Records from a point labeling set
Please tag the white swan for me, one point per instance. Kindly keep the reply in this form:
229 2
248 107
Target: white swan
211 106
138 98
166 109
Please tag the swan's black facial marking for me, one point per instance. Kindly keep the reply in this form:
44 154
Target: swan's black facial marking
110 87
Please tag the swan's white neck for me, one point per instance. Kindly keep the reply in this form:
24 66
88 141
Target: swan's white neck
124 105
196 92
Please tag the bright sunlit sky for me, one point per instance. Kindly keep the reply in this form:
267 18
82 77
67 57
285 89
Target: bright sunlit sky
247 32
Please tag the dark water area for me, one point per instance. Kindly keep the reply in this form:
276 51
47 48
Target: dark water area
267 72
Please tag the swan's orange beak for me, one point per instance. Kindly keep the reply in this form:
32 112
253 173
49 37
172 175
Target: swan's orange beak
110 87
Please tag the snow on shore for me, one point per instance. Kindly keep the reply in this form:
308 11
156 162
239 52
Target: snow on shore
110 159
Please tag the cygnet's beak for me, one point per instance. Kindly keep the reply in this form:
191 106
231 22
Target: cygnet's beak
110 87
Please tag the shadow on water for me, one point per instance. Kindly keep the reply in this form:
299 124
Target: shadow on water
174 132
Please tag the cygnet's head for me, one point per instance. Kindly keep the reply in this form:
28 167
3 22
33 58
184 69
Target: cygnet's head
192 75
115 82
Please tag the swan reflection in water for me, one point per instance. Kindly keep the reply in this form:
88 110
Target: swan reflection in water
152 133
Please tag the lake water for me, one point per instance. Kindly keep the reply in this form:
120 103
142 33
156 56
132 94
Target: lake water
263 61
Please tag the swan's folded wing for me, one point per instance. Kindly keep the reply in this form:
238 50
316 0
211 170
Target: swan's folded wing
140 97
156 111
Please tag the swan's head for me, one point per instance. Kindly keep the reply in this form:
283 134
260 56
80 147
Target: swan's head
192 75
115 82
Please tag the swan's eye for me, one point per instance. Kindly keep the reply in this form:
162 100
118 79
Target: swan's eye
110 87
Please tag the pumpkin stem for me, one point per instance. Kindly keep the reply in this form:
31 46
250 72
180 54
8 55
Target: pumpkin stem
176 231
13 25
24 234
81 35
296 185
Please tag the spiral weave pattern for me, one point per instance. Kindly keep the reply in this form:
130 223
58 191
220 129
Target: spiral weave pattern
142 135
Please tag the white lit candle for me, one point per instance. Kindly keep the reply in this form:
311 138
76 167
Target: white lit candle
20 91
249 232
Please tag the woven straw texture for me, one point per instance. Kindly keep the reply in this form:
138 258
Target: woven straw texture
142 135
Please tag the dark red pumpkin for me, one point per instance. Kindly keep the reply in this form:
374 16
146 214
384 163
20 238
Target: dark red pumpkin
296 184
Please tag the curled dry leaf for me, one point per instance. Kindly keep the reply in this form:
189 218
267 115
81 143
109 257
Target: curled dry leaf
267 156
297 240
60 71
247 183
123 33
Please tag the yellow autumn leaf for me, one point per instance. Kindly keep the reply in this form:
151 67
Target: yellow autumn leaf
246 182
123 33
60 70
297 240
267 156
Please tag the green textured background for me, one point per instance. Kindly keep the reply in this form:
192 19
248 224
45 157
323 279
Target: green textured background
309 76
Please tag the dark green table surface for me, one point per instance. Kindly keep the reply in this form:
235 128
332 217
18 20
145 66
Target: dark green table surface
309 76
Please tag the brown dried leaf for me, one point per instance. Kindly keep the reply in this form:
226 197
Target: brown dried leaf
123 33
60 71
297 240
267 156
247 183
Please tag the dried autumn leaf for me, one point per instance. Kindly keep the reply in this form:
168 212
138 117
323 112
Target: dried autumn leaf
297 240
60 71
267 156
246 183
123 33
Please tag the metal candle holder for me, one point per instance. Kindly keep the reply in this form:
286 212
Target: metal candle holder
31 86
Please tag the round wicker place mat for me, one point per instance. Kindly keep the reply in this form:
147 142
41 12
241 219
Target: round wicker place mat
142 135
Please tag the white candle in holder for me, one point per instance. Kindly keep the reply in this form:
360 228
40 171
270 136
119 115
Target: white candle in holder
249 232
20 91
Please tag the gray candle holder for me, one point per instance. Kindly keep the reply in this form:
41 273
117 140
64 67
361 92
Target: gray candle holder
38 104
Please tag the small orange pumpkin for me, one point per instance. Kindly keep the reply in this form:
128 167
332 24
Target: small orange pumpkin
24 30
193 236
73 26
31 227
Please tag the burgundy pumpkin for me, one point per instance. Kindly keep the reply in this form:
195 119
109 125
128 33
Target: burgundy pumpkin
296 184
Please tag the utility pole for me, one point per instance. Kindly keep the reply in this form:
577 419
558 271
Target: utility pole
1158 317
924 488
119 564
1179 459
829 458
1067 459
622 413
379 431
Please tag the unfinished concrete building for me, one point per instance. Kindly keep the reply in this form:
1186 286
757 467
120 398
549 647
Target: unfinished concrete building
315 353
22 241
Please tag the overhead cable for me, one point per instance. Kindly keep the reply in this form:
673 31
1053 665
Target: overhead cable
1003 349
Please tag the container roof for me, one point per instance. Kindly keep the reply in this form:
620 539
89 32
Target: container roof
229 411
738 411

--- TO BE DONE ---
The listing above must be transcribed exactly, line by line.

--- TASK OUTPUT ---
Please tag the white swan for me, one point per instance. Kindly keep the reply in this form:
229 2
248 107
Target: white swan
211 106
138 98
166 109
Please tag the swan's black facial marking for me, one point per instance. Kindly keep the reply in this form:
44 154
Target: swan's black facial marking
110 87
Please tag the swan's white neck for me, one point per instance. Kindly keep the reply in this form:
24 66
88 141
Target: swan's white neck
124 105
196 92
Please tag the bright sunlit sky for me, one point per instance. Kindly keep the reply in this form:
267 18
82 77
67 57
285 89
Target: bright sunlit sky
247 32
Please tag the dark water area for me, one point per instance. Kindly keep the reply in this form:
276 51
47 48
Target: dark water area
267 72
Please tag the swan's orange beak for me, one point per instance. Kindly keep the reply in this form:
32 112
253 173
49 37
172 175
Target: swan's orange beak
110 87
Please tag the snow on shore for me, one point per instance. Kindly keep the reply in this form:
308 11
156 162
239 52
Target: snow on shore
110 159
Please tag the cygnet's beak for me, one point per instance. Kindly keep the reply in this form:
191 106
231 22
Target: cygnet's beak
110 87
Please tag the shadow on water for me, one point per instance. Kindly keep the reply in this form:
299 124
Target: shadow on water
174 132
Please tag the cygnet's head for me, one point per instance. Kindly keep the reply in this form:
28 167
3 22
33 58
184 69
Target: cygnet's head
192 75
115 82
Please tag the swan reflection in water for me, one point per instance. Kindly keep the reply in this form:
88 110
Target: swan reflection in water
152 133
Please tag the lake water for me, one point per instance. Kindly keep the reply in this form:
120 103
142 33
156 56
132 94
Target: lake water
263 61
Please tag the swan's folded wing for me, one point per instance. Kindly keep the reply in this form:
238 50
316 0
211 170
Target: swan's folded wing
140 97
156 111
Please tag the swan's head for me, one point per instance. Kindly keep the reply in this form:
283 134
260 56
80 147
Target: swan's head
192 75
115 82
Please tag the swan's eye for me, one point per instance. Kindly keep the reply in this form:
162 100
118 79
Target: swan's eye
110 87
Please tag the pumpkin stem for me, one point per instance. Kindly keep the reply in this form:
31 46
250 72
180 54
8 55
Target: pumpkin stem
176 231
13 25
24 234
81 35
296 185
Please tag the spiral weave pattern for me, one point per instance. Kindly keep the reply in this form:
130 223
58 191
220 129
Target: spiral weave pattern
142 135
Please tag the white lit candle for me, one point per instance. Kindly keep the reply in this form:
311 138
76 167
Target: white lit candle
20 91
249 232
Please tag the woven straw texture for me, one point per instance. Kindly keep the reply in this form:
138 258
Target: woven straw texture
142 135
Please tag the dark red pumpkin for me, one point per instance. Kindly keep the reply in this form:
374 16
146 214
384 163
20 238
Target: dark red pumpkin
296 184
Please tag the curled dry leaf for me, one point per instance. Kindly keep the reply in this form:
189 218
267 115
81 143
109 257
Target: curled dry leaf
267 156
297 240
60 71
247 183
123 33
Please tag the yellow autumn leaf for me, one point per instance. Kindly keep the reply in this form:
151 67
Target: yellow autumn leaf
246 182
123 33
60 70
297 240
267 156
Please tag the green textured background for me, one point per instance. Kindly keep the reply in this form:
192 19
248 224
45 157
323 279
Target: green textured background
309 76
Please tag the dark green table surface for me, one point per instance. Kindly keep the reply in this form:
235 128
332 217
18 20
145 66
Target: dark green table surface
309 76
Please tag the brown dried leaf for me, one point per instance. Kindly keep the reply in this form:
226 197
Target: brown dried leaf
123 33
60 71
297 240
267 156
247 183
Please tag the dried autumn leaf for me, one point per instance. Kindly keep the reply in this form:
168 212
138 117
323 112
Target: dried autumn leaf
297 240
60 71
267 156
246 183
123 33
Please tag the metal candle holder for me, one point per instance. Kindly keep the reply in this form:
286 212
Target: metal candle holder
31 86
Please tag the round wicker place mat for me, one point per instance. Kindly keep the reply in this form:
147 142
41 12
241 219
Target: round wicker place mat
142 135
Please tag the white candle in holder for me, one point per instance. Kindly keep the reply in this form:
360 228
40 171
270 136
119 115
Target: white candle in holder
249 232
20 91
Please tag the gray candle holder for me, one point per instance. Kindly keep the reply in this form:
41 273
117 140
64 67
361 92
Target: gray candle holder
38 104
Please tag the small orange pumpkin for me, one point per instance. Kindly keep the reply in this form:
128 167
332 24
Target: small orange pumpkin
24 30
193 236
73 26
31 227
Please tag the burgundy pumpkin for me, one point per instance. Kindly keep the reply in this form:
195 119
109 125
128 33
Target: burgundy pumpkin
296 184
Please tag the utility pole for me, one point per instance. Kindly keep the reply in this form:
577 419
558 271
Target: utility pole
1158 317
924 488
119 564
1179 459
829 458
1067 459
622 413
379 431
Please tag the unfinished concrete building for me, one point per instance. Kindly keep the reply in this form:
1186 286
757 467
120 398
549 647
Target: unfinished concrete building
315 353
22 241
Please tag the overhead cable for me, one point per instance. Kindly keep the reply in this form:
673 31
1053 665
Target: overhead cable
1003 349
Please tag the container roof for me, one point per instance. Kindly keep the reply in this form:
620 539
89 32
Target: container roof
229 411
738 411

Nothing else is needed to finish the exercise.